What you have to do
Report each line below that carries the word "curly".

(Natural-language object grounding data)
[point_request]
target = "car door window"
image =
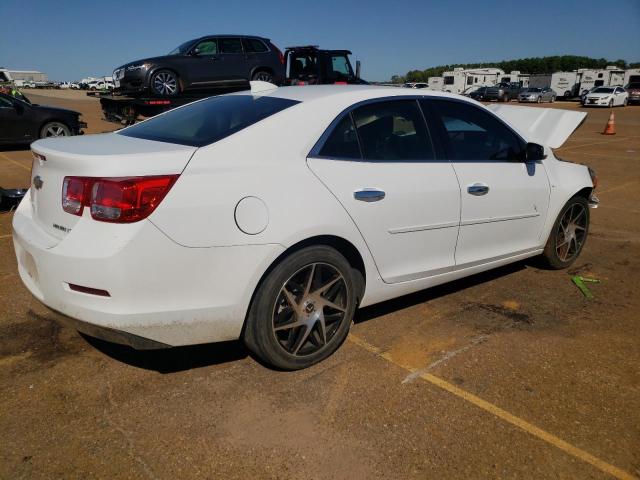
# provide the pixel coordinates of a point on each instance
(230, 45)
(472, 134)
(252, 45)
(392, 130)
(343, 141)
(207, 47)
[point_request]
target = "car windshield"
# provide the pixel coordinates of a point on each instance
(207, 121)
(182, 49)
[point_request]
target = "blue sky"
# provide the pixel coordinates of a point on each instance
(73, 39)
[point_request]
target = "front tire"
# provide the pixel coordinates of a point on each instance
(302, 311)
(55, 129)
(165, 83)
(568, 235)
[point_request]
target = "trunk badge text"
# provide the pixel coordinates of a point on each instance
(37, 182)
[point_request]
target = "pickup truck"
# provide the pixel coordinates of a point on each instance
(503, 92)
(305, 65)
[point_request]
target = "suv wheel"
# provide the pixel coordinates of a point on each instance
(302, 311)
(262, 76)
(165, 83)
(55, 129)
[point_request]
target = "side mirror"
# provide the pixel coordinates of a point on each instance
(534, 152)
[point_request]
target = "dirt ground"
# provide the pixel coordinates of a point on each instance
(508, 374)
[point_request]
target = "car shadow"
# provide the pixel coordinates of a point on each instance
(172, 360)
(177, 359)
(9, 147)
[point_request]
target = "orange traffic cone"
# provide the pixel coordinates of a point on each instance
(610, 129)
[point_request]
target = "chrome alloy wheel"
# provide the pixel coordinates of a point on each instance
(165, 83)
(309, 309)
(571, 234)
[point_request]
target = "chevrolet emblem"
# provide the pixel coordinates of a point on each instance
(37, 182)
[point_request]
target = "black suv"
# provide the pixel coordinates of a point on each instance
(206, 63)
(24, 122)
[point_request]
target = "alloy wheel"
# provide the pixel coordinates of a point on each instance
(165, 83)
(571, 234)
(309, 309)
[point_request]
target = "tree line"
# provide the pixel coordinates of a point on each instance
(533, 65)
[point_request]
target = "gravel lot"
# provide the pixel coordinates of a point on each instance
(508, 374)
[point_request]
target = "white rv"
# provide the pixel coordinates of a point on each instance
(436, 83)
(608, 77)
(632, 76)
(461, 80)
(565, 84)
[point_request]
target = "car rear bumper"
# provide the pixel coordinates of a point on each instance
(159, 292)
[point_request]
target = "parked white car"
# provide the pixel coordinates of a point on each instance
(100, 85)
(271, 215)
(606, 97)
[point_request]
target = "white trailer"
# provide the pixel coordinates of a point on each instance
(607, 77)
(461, 80)
(436, 83)
(632, 75)
(565, 84)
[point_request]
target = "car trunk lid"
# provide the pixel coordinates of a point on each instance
(106, 156)
(546, 126)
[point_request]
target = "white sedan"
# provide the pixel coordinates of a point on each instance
(271, 215)
(606, 97)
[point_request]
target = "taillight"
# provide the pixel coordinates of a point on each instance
(118, 200)
(74, 193)
(280, 55)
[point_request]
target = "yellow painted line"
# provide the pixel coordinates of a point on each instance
(502, 414)
(594, 143)
(613, 189)
(15, 163)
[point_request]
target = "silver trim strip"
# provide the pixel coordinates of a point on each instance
(420, 228)
(499, 219)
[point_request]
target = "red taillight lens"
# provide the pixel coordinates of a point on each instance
(75, 194)
(118, 200)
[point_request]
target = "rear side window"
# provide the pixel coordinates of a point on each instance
(207, 47)
(230, 45)
(207, 121)
(253, 45)
(473, 134)
(343, 141)
(393, 130)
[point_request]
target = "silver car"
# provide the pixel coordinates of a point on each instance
(537, 95)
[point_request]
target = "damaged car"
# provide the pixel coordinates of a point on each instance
(271, 215)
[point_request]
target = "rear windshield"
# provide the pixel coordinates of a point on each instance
(208, 121)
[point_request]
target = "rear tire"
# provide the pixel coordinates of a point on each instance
(568, 235)
(165, 83)
(55, 129)
(302, 311)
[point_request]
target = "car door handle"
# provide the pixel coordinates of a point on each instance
(369, 195)
(478, 189)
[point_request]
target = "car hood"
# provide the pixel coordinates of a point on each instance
(55, 110)
(546, 126)
(158, 59)
(599, 95)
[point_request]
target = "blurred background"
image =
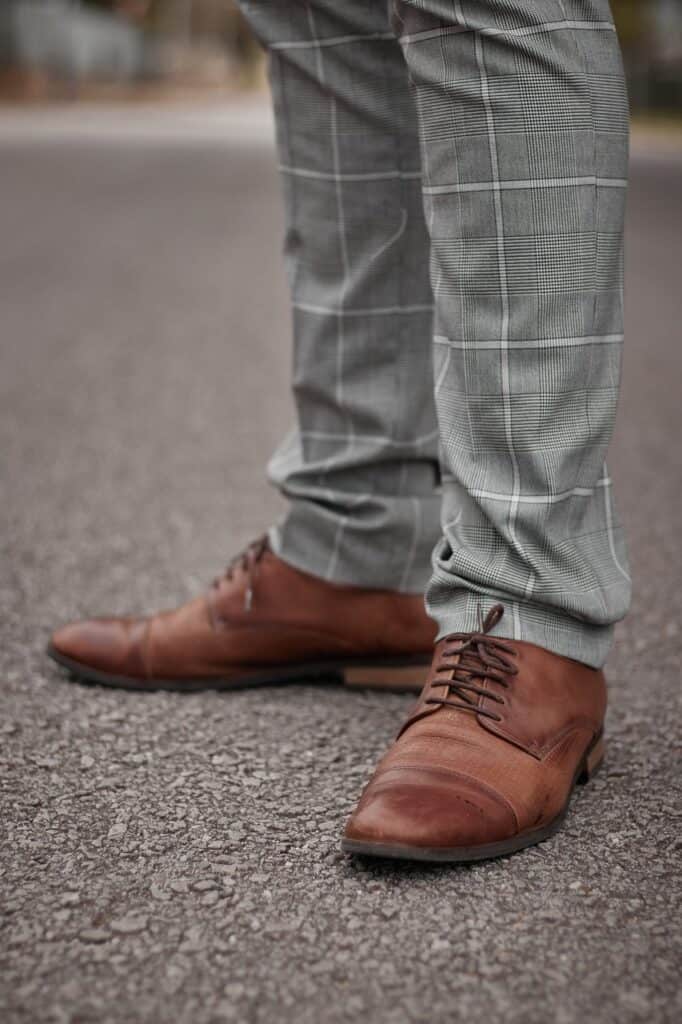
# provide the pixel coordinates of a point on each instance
(85, 48)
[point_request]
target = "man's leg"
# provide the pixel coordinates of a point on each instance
(523, 125)
(359, 471)
(523, 122)
(338, 591)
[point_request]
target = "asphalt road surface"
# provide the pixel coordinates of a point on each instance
(169, 858)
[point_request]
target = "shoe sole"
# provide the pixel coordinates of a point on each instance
(393, 675)
(589, 765)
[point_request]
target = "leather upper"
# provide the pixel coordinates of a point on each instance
(457, 777)
(292, 616)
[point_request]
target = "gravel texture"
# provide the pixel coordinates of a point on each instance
(172, 858)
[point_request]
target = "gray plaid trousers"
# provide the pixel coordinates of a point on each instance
(455, 176)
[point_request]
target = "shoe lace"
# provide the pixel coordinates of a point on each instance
(479, 656)
(248, 561)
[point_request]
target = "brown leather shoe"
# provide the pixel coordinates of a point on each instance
(262, 622)
(486, 762)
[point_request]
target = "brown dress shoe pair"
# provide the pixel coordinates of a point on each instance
(485, 763)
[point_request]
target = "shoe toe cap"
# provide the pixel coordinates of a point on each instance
(429, 809)
(107, 645)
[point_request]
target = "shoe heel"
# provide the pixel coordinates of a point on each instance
(593, 761)
(399, 678)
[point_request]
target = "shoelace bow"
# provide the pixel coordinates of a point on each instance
(480, 656)
(248, 560)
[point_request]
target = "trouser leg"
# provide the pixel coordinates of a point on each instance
(523, 118)
(359, 471)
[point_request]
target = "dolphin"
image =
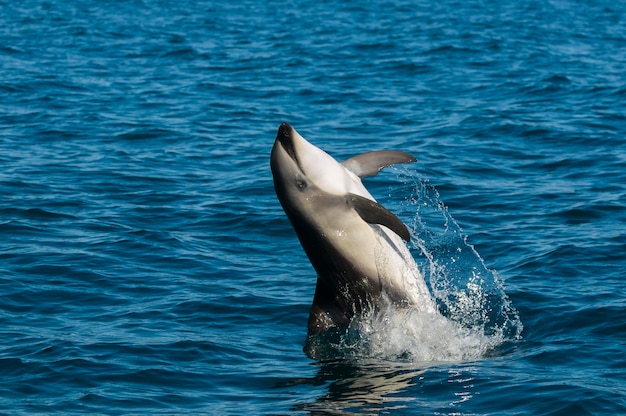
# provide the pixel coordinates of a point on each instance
(356, 246)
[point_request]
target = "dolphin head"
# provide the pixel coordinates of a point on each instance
(301, 169)
(337, 222)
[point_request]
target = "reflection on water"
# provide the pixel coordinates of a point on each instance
(363, 388)
(373, 387)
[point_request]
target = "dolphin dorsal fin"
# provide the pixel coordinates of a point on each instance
(370, 163)
(373, 213)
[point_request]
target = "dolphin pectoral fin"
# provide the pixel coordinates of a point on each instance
(370, 163)
(374, 213)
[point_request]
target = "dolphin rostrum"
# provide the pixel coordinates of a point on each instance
(354, 244)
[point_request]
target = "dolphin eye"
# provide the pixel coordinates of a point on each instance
(301, 182)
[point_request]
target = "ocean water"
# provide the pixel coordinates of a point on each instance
(146, 266)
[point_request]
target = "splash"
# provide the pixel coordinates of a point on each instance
(473, 317)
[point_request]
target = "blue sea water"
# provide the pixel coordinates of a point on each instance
(146, 266)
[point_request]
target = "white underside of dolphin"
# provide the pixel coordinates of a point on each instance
(355, 244)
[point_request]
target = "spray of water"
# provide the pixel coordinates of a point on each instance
(473, 317)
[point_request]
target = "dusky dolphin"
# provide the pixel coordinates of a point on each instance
(354, 244)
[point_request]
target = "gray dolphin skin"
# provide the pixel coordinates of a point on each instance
(355, 245)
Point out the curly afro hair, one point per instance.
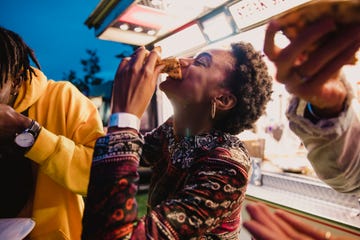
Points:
(251, 83)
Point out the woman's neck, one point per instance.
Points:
(188, 123)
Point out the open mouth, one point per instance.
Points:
(172, 67)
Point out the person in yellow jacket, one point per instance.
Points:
(47, 133)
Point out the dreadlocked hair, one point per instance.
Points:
(15, 56)
(251, 83)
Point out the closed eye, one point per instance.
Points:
(203, 59)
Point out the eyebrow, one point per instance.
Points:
(207, 55)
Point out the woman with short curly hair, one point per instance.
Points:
(200, 167)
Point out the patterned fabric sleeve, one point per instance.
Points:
(110, 206)
(213, 191)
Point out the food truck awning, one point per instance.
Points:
(144, 22)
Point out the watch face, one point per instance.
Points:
(24, 139)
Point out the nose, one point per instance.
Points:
(185, 62)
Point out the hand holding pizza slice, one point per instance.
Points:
(324, 36)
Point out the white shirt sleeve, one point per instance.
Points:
(333, 144)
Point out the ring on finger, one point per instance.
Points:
(303, 77)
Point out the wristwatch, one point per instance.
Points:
(27, 138)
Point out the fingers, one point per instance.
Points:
(333, 54)
(294, 54)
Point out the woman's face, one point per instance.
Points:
(202, 77)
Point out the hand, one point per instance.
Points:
(266, 225)
(135, 82)
(314, 77)
(11, 122)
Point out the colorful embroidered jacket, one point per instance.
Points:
(196, 192)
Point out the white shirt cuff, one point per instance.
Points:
(124, 120)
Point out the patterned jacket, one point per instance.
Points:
(196, 191)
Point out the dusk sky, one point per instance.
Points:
(55, 30)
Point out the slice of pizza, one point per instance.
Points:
(172, 67)
(344, 12)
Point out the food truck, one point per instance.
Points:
(282, 176)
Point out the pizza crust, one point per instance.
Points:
(342, 11)
(172, 67)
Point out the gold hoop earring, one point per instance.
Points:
(213, 109)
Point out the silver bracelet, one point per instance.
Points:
(311, 111)
(124, 120)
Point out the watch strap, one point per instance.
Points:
(34, 128)
(124, 120)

Solution for this exercise
Point out the curly afro hair, one point per instance.
Point out the woman with short curly hair, one point per instance.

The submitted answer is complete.